START Records supplied

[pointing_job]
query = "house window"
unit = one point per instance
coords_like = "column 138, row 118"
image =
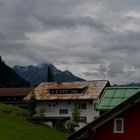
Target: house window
column 83, row 119
column 118, row 125
column 63, row 111
column 82, row 105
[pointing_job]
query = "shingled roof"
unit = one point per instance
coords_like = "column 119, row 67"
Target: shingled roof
column 84, row 132
column 89, row 90
column 113, row 96
column 15, row 91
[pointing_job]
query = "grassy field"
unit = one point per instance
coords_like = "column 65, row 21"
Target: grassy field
column 13, row 126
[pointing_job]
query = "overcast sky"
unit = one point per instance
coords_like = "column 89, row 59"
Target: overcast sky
column 96, row 39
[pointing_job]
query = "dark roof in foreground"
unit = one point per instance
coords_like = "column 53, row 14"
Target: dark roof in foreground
column 113, row 96
column 15, row 91
column 106, row 117
column 89, row 90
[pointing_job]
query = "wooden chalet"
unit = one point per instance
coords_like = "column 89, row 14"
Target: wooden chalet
column 58, row 99
column 14, row 95
column 113, row 96
column 120, row 123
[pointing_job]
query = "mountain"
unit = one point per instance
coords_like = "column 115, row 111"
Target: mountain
column 133, row 84
column 9, row 78
column 38, row 74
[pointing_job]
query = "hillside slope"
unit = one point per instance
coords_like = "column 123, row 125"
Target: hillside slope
column 13, row 128
column 9, row 78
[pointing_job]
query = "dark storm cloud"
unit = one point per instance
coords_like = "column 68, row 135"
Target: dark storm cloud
column 104, row 35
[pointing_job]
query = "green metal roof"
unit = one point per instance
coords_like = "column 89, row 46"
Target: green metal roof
column 113, row 96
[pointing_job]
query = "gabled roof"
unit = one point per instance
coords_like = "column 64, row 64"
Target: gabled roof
column 84, row 132
column 15, row 91
column 90, row 90
column 113, row 96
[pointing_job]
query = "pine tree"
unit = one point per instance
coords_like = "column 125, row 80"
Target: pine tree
column 50, row 77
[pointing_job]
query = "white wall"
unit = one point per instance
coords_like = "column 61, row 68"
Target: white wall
column 53, row 110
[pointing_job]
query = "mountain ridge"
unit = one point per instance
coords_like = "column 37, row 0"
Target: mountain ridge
column 38, row 74
column 9, row 78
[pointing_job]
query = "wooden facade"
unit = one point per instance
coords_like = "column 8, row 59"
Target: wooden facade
column 128, row 114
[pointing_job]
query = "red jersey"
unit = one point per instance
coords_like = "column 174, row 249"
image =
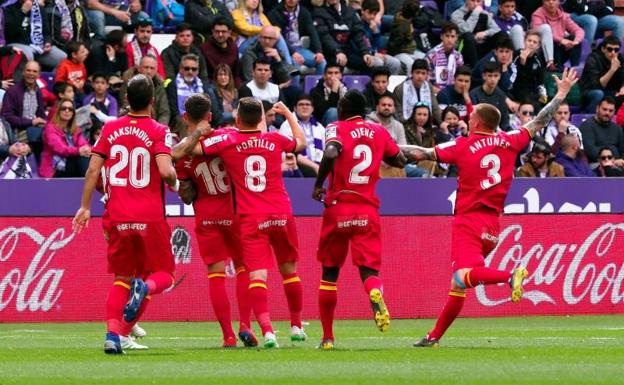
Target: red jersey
column 486, row 166
column 253, row 161
column 211, row 182
column 133, row 183
column 356, row 170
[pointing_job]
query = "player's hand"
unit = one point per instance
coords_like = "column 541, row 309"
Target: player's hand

END Records supplied

Everything in the entries must be written out exactly; the pictures stay out.

[pointing_job]
query = "house window"
unit = one point per instance
coords_like = "column 138, row 118"
image =
Target: house window
column 83, row 119
column 118, row 125
column 63, row 111
column 82, row 105
[pointing_job]
query = "shingled roof"
unit = one point per instance
coords_like = "column 119, row 67"
Target: shingled roof
column 84, row 132
column 89, row 90
column 113, row 96
column 15, row 91
[pointing_job]
query = "grassy field"
unit = one point per instance
coords_like = "column 65, row 21"
Target: grassy field
column 13, row 126
[pointing_job]
query = "overcast sky"
unit = one point per instance
coords_like = "column 89, row 59"
Target: overcast sky
column 96, row 39
[pointing_job]
query = "dark roof in foreground"
unit = one point per instance
coords_like = "column 53, row 14"
Target: dark roof in foreground
column 113, row 96
column 15, row 91
column 106, row 117
column 89, row 90
[pointing_job]
query = "wooden chalet"
unit = one point per instance
coords_like = "column 89, row 14"
Target: wooden chalet
column 58, row 99
column 14, row 95
column 113, row 96
column 120, row 123
[pointing_job]
query = "mountain"
unit = one point per instance
coords_like = "column 115, row 111"
Target: mountain
column 133, row 84
column 9, row 78
column 38, row 74
[pointing_job]
query = "hillside slope"
unit = one point per instance
coords_like = "column 123, row 125"
Target: hillside slope
column 13, row 128
column 9, row 78
[pointing_job]
query = "dark storm cloud"
unit = one point per instance
coords_like = "column 68, row 135"
Target: dark storm cloud
column 104, row 35
[pointing_job]
query = "green metal roof"
unit = one point per instance
coords_like = "column 89, row 46"
Target: green metal roof
column 113, row 96
[pointing_job]
query = "gabled roof"
unit = one point per instance
coords_like = "column 64, row 64"
Target: gabled roof
column 84, row 132
column 15, row 91
column 90, row 90
column 113, row 96
[pointing_job]
query = "pine tree"
unit = one point per instance
coords_like = "column 125, row 80"
Target: pine tree
column 50, row 77
[pointing_job]
query = "white wall"
unit = one point per instance
coords_like = "column 61, row 68"
Target: white wall
column 53, row 110
[pointing_job]
query = "mountain ridge"
unit = one point per instance
coords_like = "column 37, row 0"
Target: mountain ridge
column 38, row 74
column 9, row 78
[pointing_job]
query = "wooden facade"
unit = one point per instance
coords_like = "column 8, row 59"
Target: wooden facade
column 128, row 114
[pointing_job]
query = "red jersey"
unit = one point per instance
coords_like = "column 174, row 249"
image =
Target: red jersey
column 486, row 166
column 253, row 161
column 211, row 182
column 133, row 183
column 356, row 170
[pointing_job]
query = "player's hand"
unit = one point per instance
coords_like = "column 541, row 309"
Target: player's hand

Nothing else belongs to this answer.